## Text shown
───
Monday, 30 November 2020 at 8 p.m.
Dr Paul Roberts
Last supper in Pompeii
For the Romans, life meant getting together to eat and drink, in a pub or at a banquet. This talk, based on the 2019-2020 exhibition Last supper in Pompeii at the Ashmolean Museum Oxford, celebrates the Roman love affair with food and drink - a journey, from fields and vineyards to markets and shops, from tables to toilets and the tomb.
We see the influence of the Greeks and mysterious Etruscans, and visit fertile Vesuvius to see how Romans got their food and drink (and a Roman vineyard buried in AD79!). Into the bustling city, past hawkers, shops and bars we enter the house, visit the shrine of the gods (with a chicken head!) and the gorgeous garden with its flowers and fountains. We recline in the dining room, with exotic food and fine wine, and surrounded by Greek-style luxury – fine silver, mosaics and frescoes. A skeleton mosaic reminds us that death is always at the feast…saying to us loud and clear “Seize the day - Carpe diem!!” Dare we see the kitchen? No fridge, no running water, no hygiene – and there is the toilet, feeding into a cess pit below….
───
## Provided data

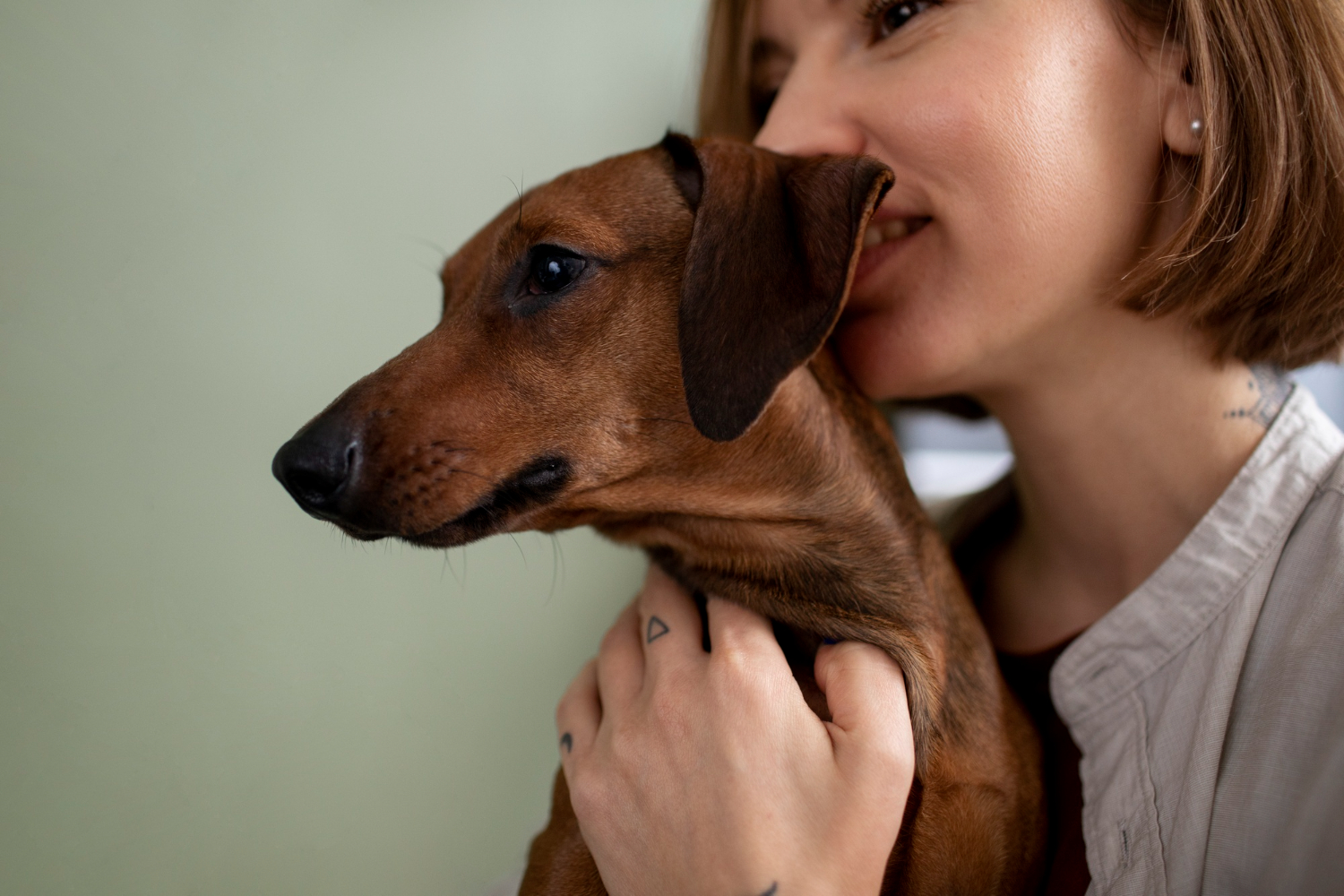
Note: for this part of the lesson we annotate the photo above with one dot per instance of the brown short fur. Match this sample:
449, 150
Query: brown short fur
677, 395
───
## Your goal
Output the Pompeii talk description in full, word for word. Rely solely on the talk description when completing this.

## Response below
Monday, 30 November 2020 at 8 p.m.
Dr Paul Roberts
Last supper in Pompeii
For the Romans, life meant getting together to eat and drink, in a pub or at a banquet. This talk, based on the 2019-2020 exhibition Last supper in Pompeii at the Ashmolean Museum Oxford, celebrates the Roman love affair with food and drink - a journey, from fields and vineyards to markets and shops, from tables to toilets and the tomb.
We see the influence of the Greeks and mysterious Etruscans, and visit fertile Vesuvius to see how Romans got their food and drink (and a Roman vineyard buried in AD79!). Into the bustling city, past hawkers, shops and bars we enter the house, visit the shrine of the gods (with a chicken head!) and the gorgeous garden with its flowers and fountains. We recline in the dining room, with exotic food and fine wine, and surrounded by Greek-style luxury – fine silver, mosaics and frescoes. A skeleton mosaic reminds us that death is always at the feast…saying to us loud and clear “Seize the day - Carpe diem!!” Dare we see the kitchen? No fridge, no running water, no hygiene – and there is the toilet, feeding into a cess pit below….